BEGIN DOCUMENT TEXT

|2 Aug 2022
Cancer is the leading cause of death globally, with nearly 10 million deaths per year. Rare diseases impact more than 400 million people worldwide, and 95 percent don’t have an approved treatment. In the vast majority of cases, both cancer and rare disease are diseases of the genome, caused by mono or polygenic variations. Organizations around the world are turning to genetics as the key to diagnosing and treating patients.
While each individual has a unique genetic code, researchers require robust cohorts of data from sick and healthy patients alike to identify similarities and differences in disease-causing regions of the genome. In all corners of the globe, governing bodies, research organizations, and corporations have established population-wide genomics projects designed to increase understanding of disease origins, identify new treatments, and drive genomics from research practice into healthcare settings.
Genomics England (GEL) was formally established in July 2013 as part of the 65th birthday celebrations of the National Health Service (NHS). Wholly owned by the Department of Health and Social Care, GEL was tasked with a flagship project to sequence 100,000 whole genomes from NHS patients with rare diseases and their families, as well as patients with common cancers. After the successful completion of the pilot project in 2018, the NHS announced that it would partner with GEL and the UK Biobank to sequence up to 5 million genomes in 5 years and make the data available for research.

END DOCUMENT TEXT

*QUESTIONS ON THE MATERIAL*
**A.** List every organization that the passage on genomics names by its proper name.
**B.** Extract from the passage on genomics the stretch from "While each individual" through "into healthcare settings.".

BEGIN THE DATA

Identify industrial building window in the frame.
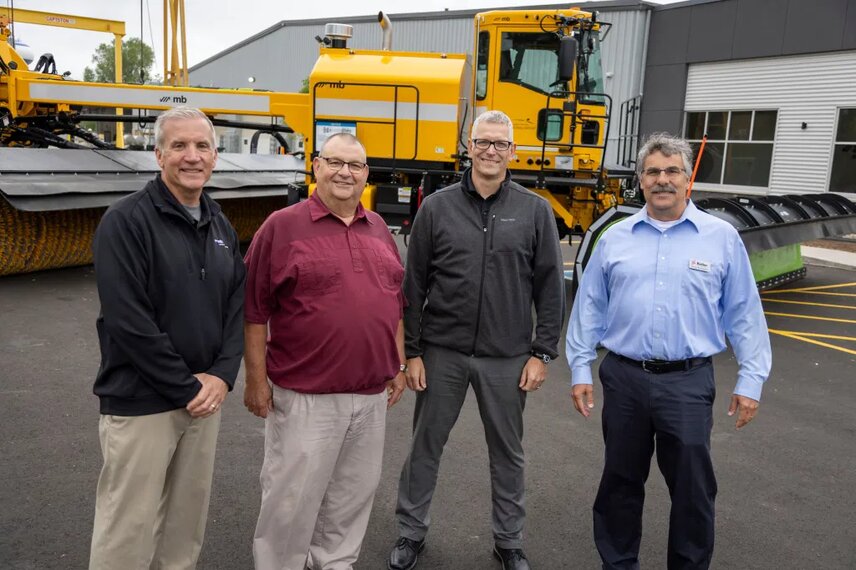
[829,109,856,192]
[684,110,778,188]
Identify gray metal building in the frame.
[640,0,856,194]
[190,0,652,162]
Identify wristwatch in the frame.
[532,350,553,364]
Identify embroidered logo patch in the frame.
[690,259,710,273]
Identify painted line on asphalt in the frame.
[764,311,856,325]
[770,329,856,355]
[770,329,856,342]
[763,281,856,295]
[764,299,856,311]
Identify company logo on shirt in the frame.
[690,259,710,273]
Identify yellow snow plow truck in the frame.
[0,9,856,287]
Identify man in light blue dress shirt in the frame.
[566,133,772,570]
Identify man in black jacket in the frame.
[89,107,245,570]
[388,111,564,570]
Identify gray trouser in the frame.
[396,346,529,548]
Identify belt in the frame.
[612,352,711,374]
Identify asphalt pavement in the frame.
[0,245,856,570]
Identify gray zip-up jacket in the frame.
[404,166,565,358]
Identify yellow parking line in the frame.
[770,330,856,355]
[764,281,856,295]
[764,299,856,310]
[770,329,856,342]
[764,311,856,325]
[761,291,856,298]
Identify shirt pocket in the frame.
[297,257,342,295]
[681,267,719,301]
[372,249,404,291]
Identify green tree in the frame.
[83,38,160,83]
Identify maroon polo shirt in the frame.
[244,193,404,394]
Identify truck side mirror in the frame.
[559,36,577,82]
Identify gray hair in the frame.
[636,133,693,176]
[155,106,217,151]
[318,131,368,155]
[470,111,514,141]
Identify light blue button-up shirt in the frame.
[566,202,772,400]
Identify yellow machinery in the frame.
[0,9,856,282]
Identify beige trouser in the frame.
[89,408,220,570]
[253,386,387,570]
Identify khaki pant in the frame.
[253,386,387,570]
[89,409,220,570]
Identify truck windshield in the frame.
[499,32,562,93]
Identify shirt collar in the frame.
[461,168,511,202]
[631,200,702,232]
[309,191,374,225]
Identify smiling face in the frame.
[312,137,369,213]
[155,118,217,206]
[469,121,516,180]
[639,151,690,222]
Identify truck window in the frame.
[499,32,562,93]
[577,30,604,104]
[476,32,490,101]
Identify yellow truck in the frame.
[0,9,856,286]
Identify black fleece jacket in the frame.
[404,166,565,358]
[93,175,246,416]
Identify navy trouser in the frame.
[593,353,716,570]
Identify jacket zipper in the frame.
[470,204,496,356]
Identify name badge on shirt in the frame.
[690,259,710,273]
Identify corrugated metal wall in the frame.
[188,3,650,163]
[685,51,856,194]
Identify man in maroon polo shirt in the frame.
[244,133,405,570]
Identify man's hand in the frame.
[728,394,758,429]
[518,356,547,392]
[386,372,407,410]
[244,378,273,418]
[571,384,594,418]
[186,372,229,418]
[405,356,428,392]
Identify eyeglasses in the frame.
[642,166,686,178]
[473,139,514,152]
[318,156,368,174]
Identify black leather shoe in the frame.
[493,545,530,570]
[386,536,426,570]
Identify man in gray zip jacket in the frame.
[388,111,564,570]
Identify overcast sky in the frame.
[5,0,674,79]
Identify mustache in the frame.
[651,184,678,194]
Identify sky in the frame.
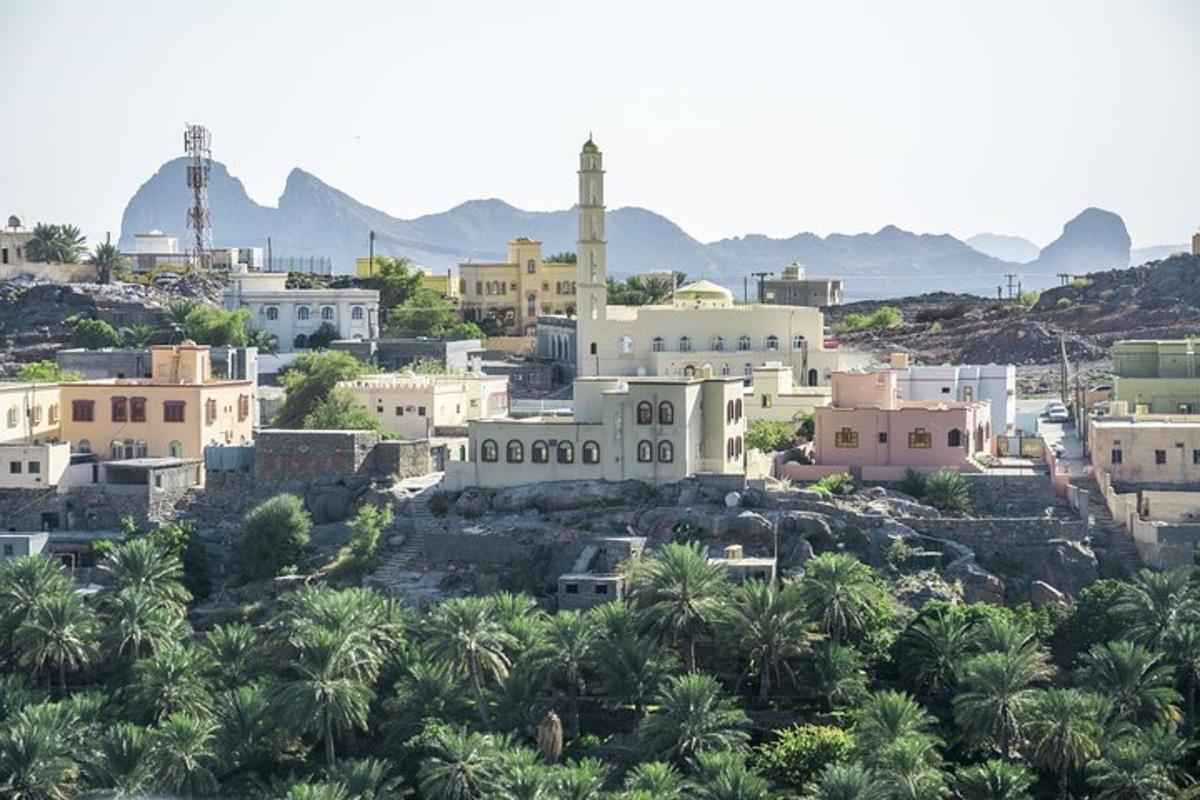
[0,0,1200,246]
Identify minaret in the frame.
[575,136,608,375]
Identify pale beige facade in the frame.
[60,342,253,459]
[458,237,576,335]
[338,372,509,439]
[445,377,745,488]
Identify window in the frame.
[833,428,858,447]
[908,428,934,450]
[71,401,96,422]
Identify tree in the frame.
[67,317,121,350]
[799,553,890,643]
[241,494,312,578]
[1025,688,1109,800]
[89,242,130,283]
[746,420,796,453]
[637,673,750,762]
[954,758,1033,800]
[12,359,82,384]
[954,650,1050,758]
[275,350,367,428]
[427,597,514,728]
[631,542,730,672]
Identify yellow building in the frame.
[458,236,576,335]
[59,342,253,459]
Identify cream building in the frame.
[223,265,379,353]
[445,375,745,489]
[458,237,576,335]
[59,342,254,459]
[566,139,870,386]
[338,372,509,439]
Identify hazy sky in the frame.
[0,0,1200,246]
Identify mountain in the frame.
[966,234,1039,264]
[121,158,1128,299]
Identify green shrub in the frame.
[923,469,971,512]
[754,724,854,790]
[241,494,312,578]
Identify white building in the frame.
[566,139,870,386]
[223,265,379,351]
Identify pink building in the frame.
[780,369,991,481]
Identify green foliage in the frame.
[754,724,853,790]
[746,420,794,453]
[67,317,121,350]
[274,350,370,428]
[12,359,82,384]
[241,494,312,578]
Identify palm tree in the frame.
[1112,566,1200,649]
[1025,688,1109,800]
[954,758,1033,800]
[148,714,217,796]
[804,762,887,800]
[274,628,374,764]
[631,542,730,672]
[594,633,679,717]
[637,673,749,762]
[721,581,812,700]
[13,594,97,697]
[1079,640,1181,726]
[416,728,499,800]
[538,610,596,736]
[89,242,130,283]
[799,553,887,644]
[954,650,1050,758]
[426,597,515,728]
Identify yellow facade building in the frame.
[59,342,253,459]
[458,237,576,336]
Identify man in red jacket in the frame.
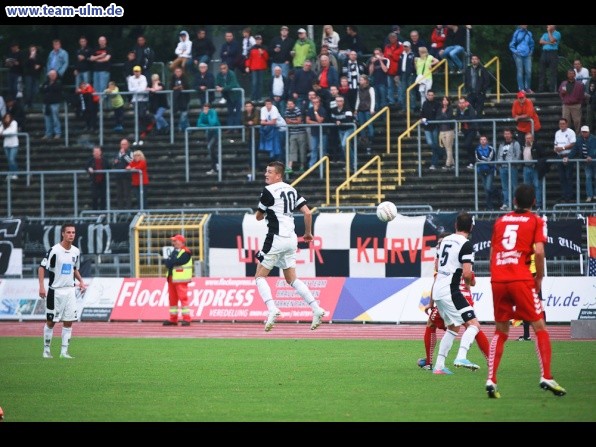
[163,234,192,326]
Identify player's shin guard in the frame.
[536,329,553,379]
[488,331,508,383]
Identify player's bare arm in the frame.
[37,267,46,299]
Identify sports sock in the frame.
[535,329,553,379]
[43,324,54,349]
[476,329,490,361]
[424,326,437,365]
[255,276,276,311]
[61,327,72,353]
[488,330,508,383]
[455,324,479,359]
[290,278,319,310]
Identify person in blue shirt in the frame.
[538,25,561,92]
[509,25,534,93]
[197,102,221,175]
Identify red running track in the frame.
[0,320,571,340]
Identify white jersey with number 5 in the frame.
[40,244,81,289]
[259,182,306,237]
[433,234,474,301]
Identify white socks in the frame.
[455,325,480,359]
[290,278,319,310]
[43,324,54,350]
[61,327,72,354]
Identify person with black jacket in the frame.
[269,25,295,78]
[420,90,443,169]
[41,70,63,140]
[87,146,110,210]
[464,54,490,117]
[133,35,155,77]
[192,28,215,70]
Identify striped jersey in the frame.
[259,182,306,237]
[39,244,81,289]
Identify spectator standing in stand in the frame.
[269,25,294,78]
[192,28,215,70]
[464,54,490,118]
[455,98,478,169]
[563,126,596,203]
[586,67,596,129]
[74,36,93,85]
[511,91,542,147]
[245,34,269,101]
[133,35,155,77]
[112,138,133,210]
[428,25,448,60]
[170,67,190,132]
[163,234,193,326]
[23,44,43,109]
[46,39,68,79]
[522,132,548,209]
[89,36,112,96]
[41,70,63,140]
[420,90,443,170]
[126,149,149,210]
[554,118,576,203]
[559,68,585,134]
[538,25,561,93]
[509,25,534,93]
[87,146,110,211]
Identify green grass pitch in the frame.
[0,336,596,423]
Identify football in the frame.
[377,202,397,222]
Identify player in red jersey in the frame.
[486,184,567,398]
[418,233,488,371]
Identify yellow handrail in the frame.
[457,56,501,102]
[290,155,331,206]
[335,155,381,212]
[397,120,422,186]
[346,106,391,179]
[406,59,449,136]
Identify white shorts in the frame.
[46,287,78,323]
[257,234,298,270]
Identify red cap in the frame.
[170,234,186,244]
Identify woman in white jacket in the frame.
[0,113,19,180]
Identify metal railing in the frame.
[346,106,391,180]
[474,159,596,211]
[0,169,143,218]
[457,56,501,102]
[397,118,534,186]
[184,123,358,183]
[335,155,382,207]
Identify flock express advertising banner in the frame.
[111,277,345,321]
[0,277,596,323]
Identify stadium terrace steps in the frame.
[0,93,583,217]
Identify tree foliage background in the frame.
[0,24,596,91]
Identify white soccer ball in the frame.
[377,202,397,222]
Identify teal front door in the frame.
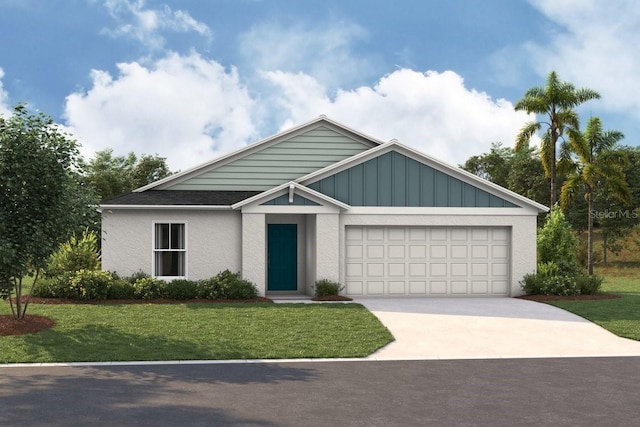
[267,224,298,291]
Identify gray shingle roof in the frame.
[101,190,261,206]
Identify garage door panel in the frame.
[346,226,511,296]
[409,280,427,295]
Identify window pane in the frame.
[155,251,184,276]
[155,224,169,249]
[171,224,184,249]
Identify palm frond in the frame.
[515,122,541,151]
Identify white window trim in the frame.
[151,219,189,282]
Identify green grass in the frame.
[0,303,393,363]
[549,268,640,340]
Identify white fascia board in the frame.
[296,140,549,212]
[231,181,351,210]
[100,205,231,211]
[242,205,340,214]
[345,206,538,217]
[133,115,382,193]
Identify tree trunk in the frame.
[549,120,559,209]
[587,190,593,276]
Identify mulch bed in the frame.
[0,314,56,337]
[11,297,273,305]
[311,295,353,301]
[516,294,620,302]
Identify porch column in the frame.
[316,213,340,282]
[242,213,267,296]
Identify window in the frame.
[153,222,187,277]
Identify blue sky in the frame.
[0,0,640,170]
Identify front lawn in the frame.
[0,303,393,363]
[548,268,640,340]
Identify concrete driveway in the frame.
[356,298,640,360]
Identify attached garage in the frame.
[345,226,511,297]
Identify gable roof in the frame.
[231,181,350,210]
[100,190,260,207]
[134,116,383,192]
[296,140,549,212]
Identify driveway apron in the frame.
[356,298,640,360]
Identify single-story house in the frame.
[101,116,547,297]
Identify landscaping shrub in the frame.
[33,270,116,301]
[520,262,602,296]
[314,279,344,297]
[45,229,100,277]
[197,270,258,299]
[576,274,604,295]
[164,279,198,300]
[68,270,113,301]
[537,205,579,274]
[133,277,167,299]
[33,273,73,298]
[107,278,135,299]
[123,270,151,285]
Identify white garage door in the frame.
[346,226,511,297]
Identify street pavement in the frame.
[0,357,640,427]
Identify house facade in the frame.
[101,116,547,297]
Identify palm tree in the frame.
[515,71,600,207]
[558,117,631,274]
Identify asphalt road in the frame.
[0,357,640,427]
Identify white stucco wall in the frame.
[339,208,536,296]
[102,209,242,280]
[316,213,344,283]
[238,212,267,296]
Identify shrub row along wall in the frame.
[33,270,258,301]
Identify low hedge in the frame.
[33,270,258,301]
[520,262,603,296]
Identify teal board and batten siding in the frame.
[308,151,518,208]
[167,126,371,191]
[263,194,320,206]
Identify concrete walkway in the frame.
[355,298,640,360]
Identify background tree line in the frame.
[461,71,640,274]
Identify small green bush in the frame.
[537,205,579,274]
[164,279,198,300]
[520,262,603,296]
[45,229,100,277]
[33,273,72,298]
[122,270,151,285]
[33,270,116,301]
[133,277,167,300]
[314,279,344,297]
[576,274,604,295]
[197,270,258,299]
[107,279,135,299]
[70,270,113,301]
[196,277,221,299]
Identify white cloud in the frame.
[264,69,532,164]
[103,0,211,49]
[240,21,375,89]
[0,67,11,117]
[65,53,257,170]
[526,0,640,120]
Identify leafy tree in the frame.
[594,146,640,265]
[461,142,549,224]
[131,154,171,190]
[0,105,97,319]
[462,142,513,188]
[515,71,600,207]
[85,148,171,200]
[538,204,579,274]
[559,117,630,275]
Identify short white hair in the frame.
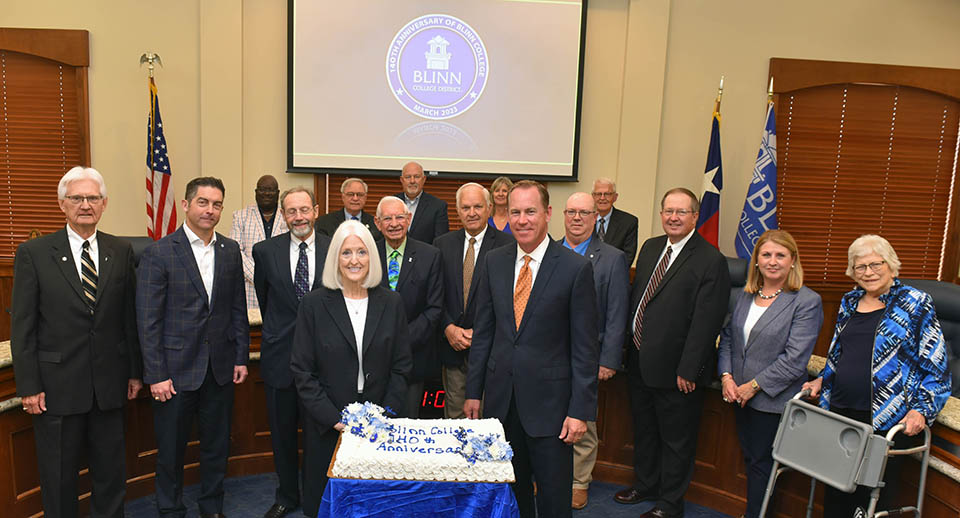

END THE DATA

*SOLUTIONS BELOW*
**A.**
Genomics England (GEL)
National Health Service (NHS)
Department of Health and Social Care
UK Biobank

**B.**
While each individual has a unique genetic code, researchers require robust cohorts of data from sick and healthy patients alike to identify similarities and differences in disease-causing regions of the genome. In all corners of the globe, governing bodies, research organizations, and corporations have established population-wide genomics projects designed to increase understanding of disease origins, identify new treatments, and drive genomics from research practice into healthcare settings.